THE INPUT.
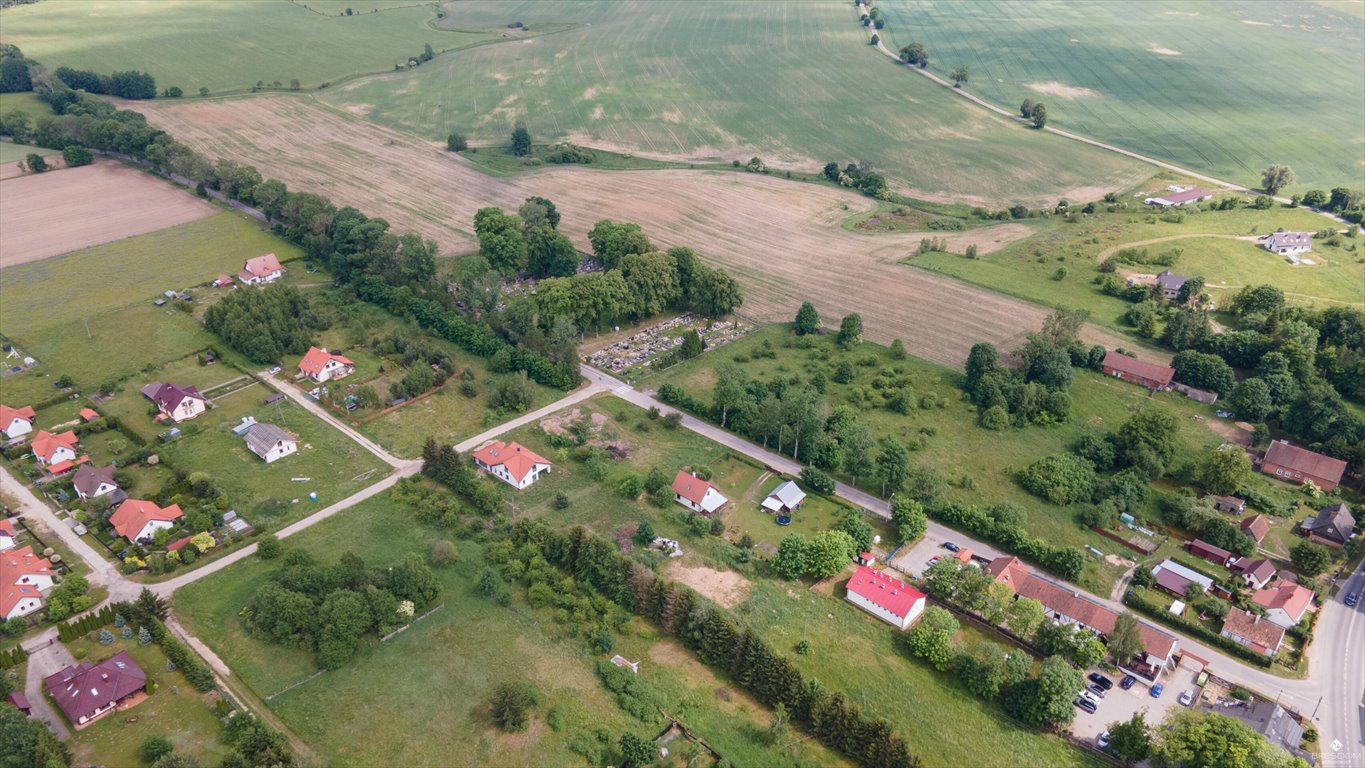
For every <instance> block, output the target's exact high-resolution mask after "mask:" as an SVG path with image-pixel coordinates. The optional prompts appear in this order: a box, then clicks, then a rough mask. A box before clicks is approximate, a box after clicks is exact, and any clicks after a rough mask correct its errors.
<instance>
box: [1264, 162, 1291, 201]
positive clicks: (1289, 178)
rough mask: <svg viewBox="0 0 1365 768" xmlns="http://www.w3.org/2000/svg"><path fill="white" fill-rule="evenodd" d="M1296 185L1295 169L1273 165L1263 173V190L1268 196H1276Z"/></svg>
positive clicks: (1287, 167)
mask: <svg viewBox="0 0 1365 768" xmlns="http://www.w3.org/2000/svg"><path fill="white" fill-rule="evenodd" d="M1293 183H1294V169H1291V168H1290V166H1289V165H1271V166H1269V168H1267V169H1265V171H1263V172H1261V188H1263V190H1265V194H1267V195H1275V194H1278V192H1279V191H1280V190H1283V188H1284V187H1289V186H1290V184H1293Z"/></svg>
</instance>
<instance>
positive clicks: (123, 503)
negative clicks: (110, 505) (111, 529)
mask: <svg viewBox="0 0 1365 768" xmlns="http://www.w3.org/2000/svg"><path fill="white" fill-rule="evenodd" d="M182 517H184V513H183V512H180V505H175V503H173V505H171V506H168V507H165V509H161V507H160V506H157V505H156V502H149V501H142V499H128V501H126V502H123V503H120V505H119V509H116V510H113V514H112V516H111V517H109V524H111V525H113V531H115V532H116V533H117V535H119V536H123V537H124V539H127V540H130V542H132V543H134V544H137V543H139V542H150V540H152V537H153V536H156V533H157V531H160V529H162V528H175V521H176V520H180V518H182Z"/></svg>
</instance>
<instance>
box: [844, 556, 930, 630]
mask: <svg viewBox="0 0 1365 768" xmlns="http://www.w3.org/2000/svg"><path fill="white" fill-rule="evenodd" d="M844 599H845V600H848V602H849V603H853V604H854V606H857V607H860V608H863V610H864V611H867V612H870V614H872V615H874V617H876V618H879V619H882V621H885V622H886V623H890V625H894V626H897V627H900V629H906V627H909V626H910V625H912V623H915V619H917V618H919V617H920V614H923V612H924V606H925V603H927V599H925V596H924V592H920V591H919V589H916V588H913V587H910V585H909V584H906V582H904V581H901V580H900V578H893V577H890V576H887V574H885V573H882V572H880V570H876V569H872V567H868V566H865V565H861V566H859V569H857V573H854V574H853V578H850V580H849V587H848V595H845V597H844Z"/></svg>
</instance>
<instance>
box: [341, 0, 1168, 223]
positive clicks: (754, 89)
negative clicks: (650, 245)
mask: <svg viewBox="0 0 1365 768" xmlns="http://www.w3.org/2000/svg"><path fill="white" fill-rule="evenodd" d="M446 11H448V12H449V16H448V18H446V19H444V20H442V22H441V23H442V25H444V26H456V27H501V26H504V25H506V23H508V22H511V20H523V22H526V23H530V25H531V27H532V29H536V27H538V26H539V25H543V23H546V22H550V23H554V22H577V23H580V25H583V26H579V27H576V29H572V30H568V31H562V33H557V34H550V35H545V37H539V38H535V40H530V41H524V42H521V44H512V45H487V46H479V48H471V49H468V50H461V52H457V53H453V55H449V56H441V57H438V59H437V60H435V61H433V63H430V64H427V65H423V67H420V68H419V70H416V71H412V72H389V74H385V75H377V76H373V78H364V79H362V80H356V82H351V83H347V85H344V86H341V87H336V89H329V90H328V91H325V94H322V95H324V98H325V100H326V101H328V102H329V104H334V105H336V106H339V108H343V109H347V110H348V112H352V113H356V115H363V116H366V117H369V119H371V120H375V121H378V123H384V124H386V125H392V127H397V128H403V130H407V131H412V132H415V134H419V135H423V136H426V138H430V139H441V141H444V139H445V136H446V134H448V132H450V131H463V132H467V134H468V135H470V136H471V139H472V141H475V143H480V145H489V143H493V145H505V143H506V141H508V138H506V135H508V131H509V130H511V127H512V123H513V121H515V120H524V121H526V123H527V125H528V128H530V131H531V134H532V136H535V139H536V141H538V142H545V143H550V142H560V141H572V142H577V143H581V145H590V146H598V147H603V149H609V150H616V151H627V153H631V151H633V153H642V154H646V156H650V157H657V158H662V160H681V161H699V162H706V161H715V160H723V161H730V160H736V158H738V160H741V161H747V160H748V158H749V157H752V156H758V157H762V158H763V160H764V161H767V162H768V164H770V165H775V166H778V168H801V169H807V171H818V169H819V168H820V166H822V165H823V164H824V162H829V161H838V162H841V164H844V162H850V161H859V160H865V161H868V162H871V164H872V166H874V168H875V169H876V171H880V172H883V173H886V175H887V176H889V177H890V179H891V186H893V187H895V188H902V190H909V191H910V192H912V194H913V195H915V196H920V198H927V199H935V201H957V202H973V203H995V205H1002V203H1010V202H1016V201H1033V202H1043V201H1048V202H1051V201H1055V199H1057V198H1058V196H1070V198H1073V199H1074V198H1087V199H1088V198H1095V196H1099V194H1100V192H1103V191H1107V190H1108V188H1111V187H1123V186H1126V184H1127V183H1132V181H1136V180H1137V179H1140V177H1141V176H1143V175H1145V173H1147V172H1148V171H1147V169H1144V168H1143V166H1141V165H1140V164H1137V162H1136V161H1133V160H1129V158H1123V157H1119V156H1114V154H1111V153H1106V151H1103V150H1097V149H1095V147H1088V146H1084V145H1080V143H1077V142H1070V141H1066V139H1062V138H1059V136H1051V135H1040V134H1036V132H1031V131H1026V130H1024V128H1021V127H1018V125H1014V124H1011V123H1010V121H1007V120H1003V119H1001V117H998V116H991V115H988V113H986V112H984V110H980V109H979V108H975V106H971V105H968V104H965V102H962V101H960V100H957V98H953V97H951V95H950V94H947V93H943V91H942V89H939V87H938V86H934V85H932V83H930V82H927V80H924V82H919V80H913V79H910V78H904V76H898V74H897V72H895V71H894V70H893V67H891V65H890V64H887V63H886V61H885V60H883V59H882V56H880V55H878V53H876V52H875V50H871V49H868V46H867V45H865V37H864V34H863V30H861V29H860V27H859V26H857V22H856V12H854V11H853V8H852V4H845V3H835V1H827V3H801V1H792V3H722V1H714V0H707V1H681V0H672V1H652V3H646V4H620V3H558V1H539V0H536V1H520V3H498V4H474V3H450V4H448V5H446ZM908 138H909V141H910V142H912V149H909V150H906V143H905V142H906V139H908Z"/></svg>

EXERCISE GOAL. The line with "positive clicks: (123, 503)" ends the range, and the first line of the data begins it; repeat exactly those lines and nothing more, omitting pictures.

EXPECTED OUTPUT.
For every <instance> block, output the target's exact high-resolution mask after "mask:" as an SVG path with image-pixel coordinates. The optional prompts appear in this order: a box, then clicks, then a rough mask. A box before clicks is approximate, a box after clicks is exact, and any clicks after a rough mask correct its errors.
<instance>
box: [1264, 162, 1291, 201]
positive clicks: (1289, 178)
rough mask: <svg viewBox="0 0 1365 768" xmlns="http://www.w3.org/2000/svg"><path fill="white" fill-rule="evenodd" d="M1296 185L1295 169L1273 165L1263 173V190L1268 196H1276Z"/></svg>
positive clicks: (1287, 167)
mask: <svg viewBox="0 0 1365 768" xmlns="http://www.w3.org/2000/svg"><path fill="white" fill-rule="evenodd" d="M1293 183H1294V169H1291V168H1290V166H1289V165H1271V166H1269V168H1267V169H1265V171H1263V172H1261V188H1263V190H1265V194H1267V195H1275V194H1278V192H1279V191H1280V190H1283V188H1284V187H1289V186H1290V184H1293Z"/></svg>
</instance>
<instance>
positive clicks: (123, 503)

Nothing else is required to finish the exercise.